##### ТЕКСТ #####

Проходя мимо мертвых солдат и лошадей, Мейзер с горсткой людей пробивался на запад, в основном не встречая препятствий, кроме заболоченных участков местности. Внезапно вокруг засвистели пули, заставив Мейзера и его спутников броситься на землю. Скоро они поняли, что обстреливающие их советские солдаты находились очень далеко и не могли стрелять точно. Перебежками от укрытия к укрытию, не пострадав от огня противника, немцы вскоре выбрались в лесистую местность, протянувшуюся вдоль реки, где они оказались в безопасности. Они осторожно пробирались дальше на запад, пока вдруг не услышали окрик: «Пароль!» Все люди из группы Мейзера тут же ответили: «Свобода!» Это было кодовое слово, которое использовалось, чтобы идентифицировать вырвавшихся из окружения. Они наконец вышли в расположение III танкового корпуса — для этих солдат прорыв завершился, и они все еще были живы
[204]
.

##### ИСХОДНЫЕ ДАННЫЕ #####

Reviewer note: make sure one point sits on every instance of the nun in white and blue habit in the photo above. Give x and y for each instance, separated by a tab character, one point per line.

#####

- ЗАДАНИЕ 1:
Ответьте на три вопроса по отрывку о прорыве Мейзера:
(a) Что заставило Мейзера и его спутников броситься на землю?
(b) Что ответили люди из группы Мейзера на окрик «Пароль!»?
(c) В чье расположение они в итоге вышли?
- ЗАДАНИЕ 2:
Изложите, пожалуйста, отрывок о прорыве Мейзера в двух предложениях.
Эти данные для работы не понадобятся.

- ПОЛНЫЙ ОТВЕТ 1:
(a) Вокруг внезапно засвистели пули.
(b) Они ответили: «Свобода!»
(c) В расположение III танкового корпуса.

- ПОЛНЫЙ ОТВЕТ 2:
Мейзер с горсткой людей пробивался на запад и попал под неточный огонь далеко стоявших советских солдат, но перебежками добрался до лесистой местности вдоль реки, не пострадав от огня противника. На окрик «Пароль!» люди ответили кодовым словом «Свобода!» и вышли в расположение III танкового корпуса, где их прорыв завершился, а сами они остались живы.